Object location annotation data |
______________________________

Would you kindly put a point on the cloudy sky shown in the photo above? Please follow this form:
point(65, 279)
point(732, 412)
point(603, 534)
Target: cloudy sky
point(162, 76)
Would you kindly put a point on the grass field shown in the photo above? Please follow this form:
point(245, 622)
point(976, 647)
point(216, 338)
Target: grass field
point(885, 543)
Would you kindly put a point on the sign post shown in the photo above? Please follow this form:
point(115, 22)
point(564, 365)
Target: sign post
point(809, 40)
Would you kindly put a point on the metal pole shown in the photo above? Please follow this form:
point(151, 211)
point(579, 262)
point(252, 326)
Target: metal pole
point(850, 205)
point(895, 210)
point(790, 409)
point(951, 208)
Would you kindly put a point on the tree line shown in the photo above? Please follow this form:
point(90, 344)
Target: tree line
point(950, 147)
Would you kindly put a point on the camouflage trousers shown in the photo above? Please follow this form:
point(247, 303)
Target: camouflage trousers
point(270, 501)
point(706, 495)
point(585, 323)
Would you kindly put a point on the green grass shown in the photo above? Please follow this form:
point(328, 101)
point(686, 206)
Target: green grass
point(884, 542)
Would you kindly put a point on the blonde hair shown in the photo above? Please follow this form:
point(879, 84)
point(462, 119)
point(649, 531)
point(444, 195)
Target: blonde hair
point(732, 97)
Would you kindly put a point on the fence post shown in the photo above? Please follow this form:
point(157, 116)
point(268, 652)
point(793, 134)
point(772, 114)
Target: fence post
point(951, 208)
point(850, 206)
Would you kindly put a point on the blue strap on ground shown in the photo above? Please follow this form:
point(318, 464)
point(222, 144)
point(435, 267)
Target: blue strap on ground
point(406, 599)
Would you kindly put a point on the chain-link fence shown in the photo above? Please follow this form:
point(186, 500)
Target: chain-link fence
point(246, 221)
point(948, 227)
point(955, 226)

______________________________

TASK TO CARRY OUT | Rewrite all of the rows above as a JSON list of strings with one string per line, and omit any blank lines.

ANSWER TO THIS EXERCISE |
[
  "Would you kindly put a point on the cloudy sky shown in the photo above? Please follow this form:",
  "point(65, 279)",
  "point(732, 412)",
  "point(603, 534)",
  "Target: cloudy sky",
  "point(162, 76)",
  "Would you kindly put a point on the grass field shown in the photo above? Please follow this form:",
  "point(245, 622)",
  "point(976, 647)",
  "point(216, 338)",
  "Target: grass field",
  "point(885, 543)",
  "Would you kindly put a point on the sign post shown in the photo above? Please follow this form:",
  "point(115, 22)",
  "point(564, 365)",
  "Target: sign post",
  "point(809, 40)",
  "Would you kindly put a point on the metal pole shown in the photo above? Please follow this form:",
  "point(151, 211)",
  "point(579, 262)",
  "point(252, 326)",
  "Target: metal pole",
  "point(850, 205)",
  "point(895, 210)",
  "point(790, 409)",
  "point(951, 208)",
  "Would you kindly put a point on the tree line shown in the photo above? Please follow this form:",
  "point(90, 344)",
  "Target: tree line",
  "point(950, 147)",
  "Would you kindly put a point on the camouflage trousers shown in the photo above? Please follow this form:",
  "point(247, 303)",
  "Target: camouflage trousers",
  "point(270, 501)",
  "point(706, 495)",
  "point(585, 323)",
  "Would you kindly put a point on the green grass shown in the photo above? Please follow this form:",
  "point(328, 101)",
  "point(686, 206)",
  "Target: green grass",
  "point(884, 542)",
  "Would you kindly put a point on the blonde hair shown in the photo above? Please follow this form:",
  "point(879, 84)",
  "point(462, 119)",
  "point(649, 531)",
  "point(444, 195)",
  "Target: blonde hair",
  "point(732, 97)",
  "Would you kindly put a point on the fence post shown in the photo above? Please follow this form:",
  "point(157, 116)",
  "point(268, 652)",
  "point(793, 134)",
  "point(772, 114)",
  "Target: fence post",
  "point(951, 208)",
  "point(850, 206)",
  "Would you kindly put a point on the blue strap on ground shown in the photo above? Please follow this form:",
  "point(318, 464)",
  "point(222, 144)",
  "point(435, 267)",
  "Target: blue strap on ground",
  "point(406, 599)",
  "Would you kindly put a point on the chain-link fence shown in the photo above? Please follow this form:",
  "point(186, 500)",
  "Target: chain-link fence",
  "point(246, 221)",
  "point(948, 227)",
  "point(955, 226)"
]